◆ **Stated goal**
Copy out every line of the records below word for word, leaving out the pictures.

◆ **Data provided**

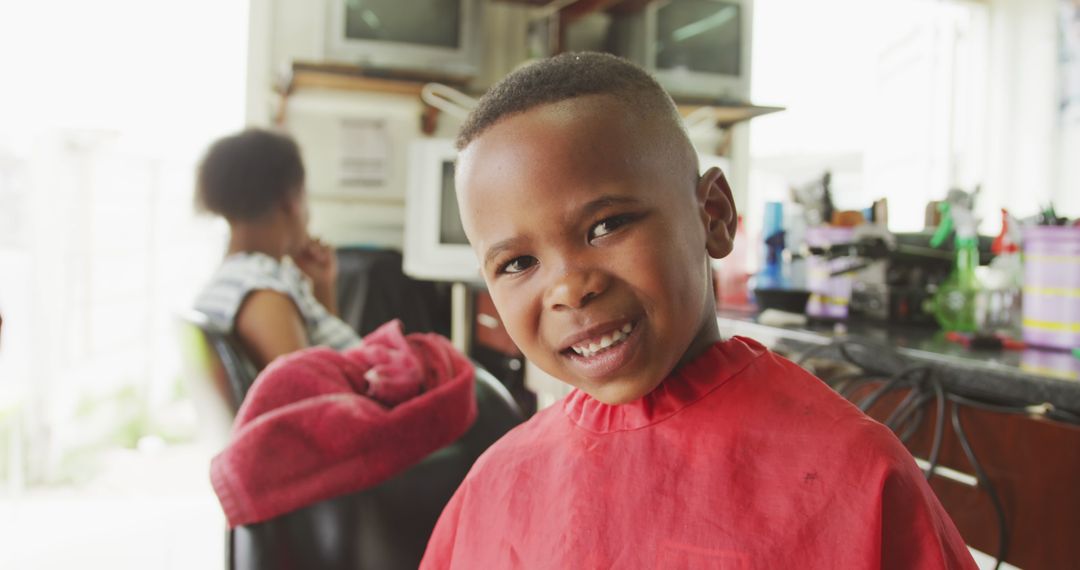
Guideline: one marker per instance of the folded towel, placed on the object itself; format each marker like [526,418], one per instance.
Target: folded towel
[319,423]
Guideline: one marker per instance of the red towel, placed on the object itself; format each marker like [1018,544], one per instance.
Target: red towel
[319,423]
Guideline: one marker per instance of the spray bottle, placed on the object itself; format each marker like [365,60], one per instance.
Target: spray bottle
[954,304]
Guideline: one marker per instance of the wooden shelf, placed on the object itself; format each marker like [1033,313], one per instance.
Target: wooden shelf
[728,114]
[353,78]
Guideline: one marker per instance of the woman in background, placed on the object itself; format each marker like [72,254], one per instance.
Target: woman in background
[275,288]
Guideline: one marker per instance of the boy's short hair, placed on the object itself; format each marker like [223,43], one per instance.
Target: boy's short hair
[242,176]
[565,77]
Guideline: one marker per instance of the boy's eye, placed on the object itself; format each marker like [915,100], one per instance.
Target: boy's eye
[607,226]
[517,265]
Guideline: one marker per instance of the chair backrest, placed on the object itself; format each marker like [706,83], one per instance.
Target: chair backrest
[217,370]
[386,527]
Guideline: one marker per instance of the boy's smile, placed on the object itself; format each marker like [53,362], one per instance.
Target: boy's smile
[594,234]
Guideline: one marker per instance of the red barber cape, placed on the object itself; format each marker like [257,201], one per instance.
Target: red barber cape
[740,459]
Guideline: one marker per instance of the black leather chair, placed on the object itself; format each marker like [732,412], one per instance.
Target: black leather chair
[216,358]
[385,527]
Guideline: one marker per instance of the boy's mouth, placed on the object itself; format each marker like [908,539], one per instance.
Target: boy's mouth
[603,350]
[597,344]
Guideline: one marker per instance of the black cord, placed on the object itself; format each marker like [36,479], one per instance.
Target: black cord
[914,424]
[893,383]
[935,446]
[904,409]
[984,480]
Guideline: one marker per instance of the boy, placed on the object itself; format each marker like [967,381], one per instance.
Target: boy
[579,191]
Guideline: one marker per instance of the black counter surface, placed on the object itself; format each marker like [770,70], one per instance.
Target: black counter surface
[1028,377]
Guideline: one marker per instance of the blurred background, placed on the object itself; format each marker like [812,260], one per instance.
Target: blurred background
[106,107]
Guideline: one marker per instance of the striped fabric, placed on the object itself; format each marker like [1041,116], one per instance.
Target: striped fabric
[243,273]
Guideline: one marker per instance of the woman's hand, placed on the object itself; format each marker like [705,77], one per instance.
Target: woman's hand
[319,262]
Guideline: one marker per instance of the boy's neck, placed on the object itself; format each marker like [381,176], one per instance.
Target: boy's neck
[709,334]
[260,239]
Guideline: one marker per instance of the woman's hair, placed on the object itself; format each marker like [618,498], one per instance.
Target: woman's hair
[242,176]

◆ **Completed task**
Guideline: one marker per instance of the folded towel, placed on the object itself; format each marker like [526,418], one per instance.
Target: folded towel
[319,423]
Guideline: one marker per instance of the red towel, placed on the object itself; format each marker like [1018,544], one per instance.
Target: red towel
[319,423]
Guideline: one marker per instance of the spray bottle, placed on the object itself; format each marker like [365,60], one per instance.
Target: spray bottle
[954,304]
Guideline: one marker per instance of the wooden shelf, placed on the object itself; format each marker like [1033,313], one per instance.
Target: wooden shelf
[728,114]
[353,78]
Guideline: one marker per instance of the woman in background, placed on the object itself; format each marker like [72,254], one per instance.
Target: woman in background
[275,288]
Guideline: one marker per instance of the boy's short hair, placed on the object itself; format each marker like [223,43], one per instance.
Target: boy's short hair
[242,176]
[565,77]
Guideline: one marker per instance of the boy's eye, placed on the object itself; format each marker like [915,100], one per instance.
Target: boy's eye
[607,226]
[517,265]
Guideline: one marker per instance of the chair backrest, placed on the object itself; format each marker like [706,83], one per instance.
Target: chair backrest
[217,370]
[386,527]
Guideline: one marker per instance of the boy's smile, placed on the object itself; format each marker like [53,362], one per instance.
Target: boy's smile
[594,234]
Guideline: one marker per instance of the red barber cape, placed on the object itself; format each marker like [257,201], one per instance.
Target: red barber cape
[740,459]
Guideline: one marker per instance of the black leather chair, placed on the object itself; format each marker like [732,412], one per instance.
Target: black leather chair
[216,358]
[385,527]
Guideline: one marker per instance of the boy's mouth, placed on the object itself; format each marker like [908,539], one per instance.
Target: boy's mouth
[603,350]
[597,344]
Guideline: one marker per instance of the black cord, placed on the object itself; format each marker like [36,479], one per instance.
Target: black cord
[914,424]
[893,383]
[935,446]
[904,409]
[984,480]
Guideline: one marker per instance of the boy, placed on the object itself; format each marker like [967,381], one per instance.
Target: boy
[579,191]
Guideline: one marker per instance of the black counter surface, placed on the object itself; format each marker like [770,70], one per instance.
Target: black counter surface
[1028,377]
Guideline: one marker per instance of the blurred background, placed on the object itself; format each marker like [812,260], one per instance.
Target: blurred background
[106,107]
Guideline: one marker per instance of the striped fabric, placed on the object itself; format each marker like [1041,116], one per instance.
Target: striped fabric
[243,273]
Guideline: one marker per instance of the woman's hand, placed on the object itself; format each marker like [705,77], one per instance.
Target: woman's hand
[319,262]
Guideline: one marker per instance of the boy's neck, placed on the object itself; format each marker like [381,176], one per instance.
Target: boy's neck
[709,334]
[260,239]
Guideline: one marker per instance of the woman's hair, placed on the object itself; format each marker like [618,498], one per instance.
Target: woman's hair
[242,176]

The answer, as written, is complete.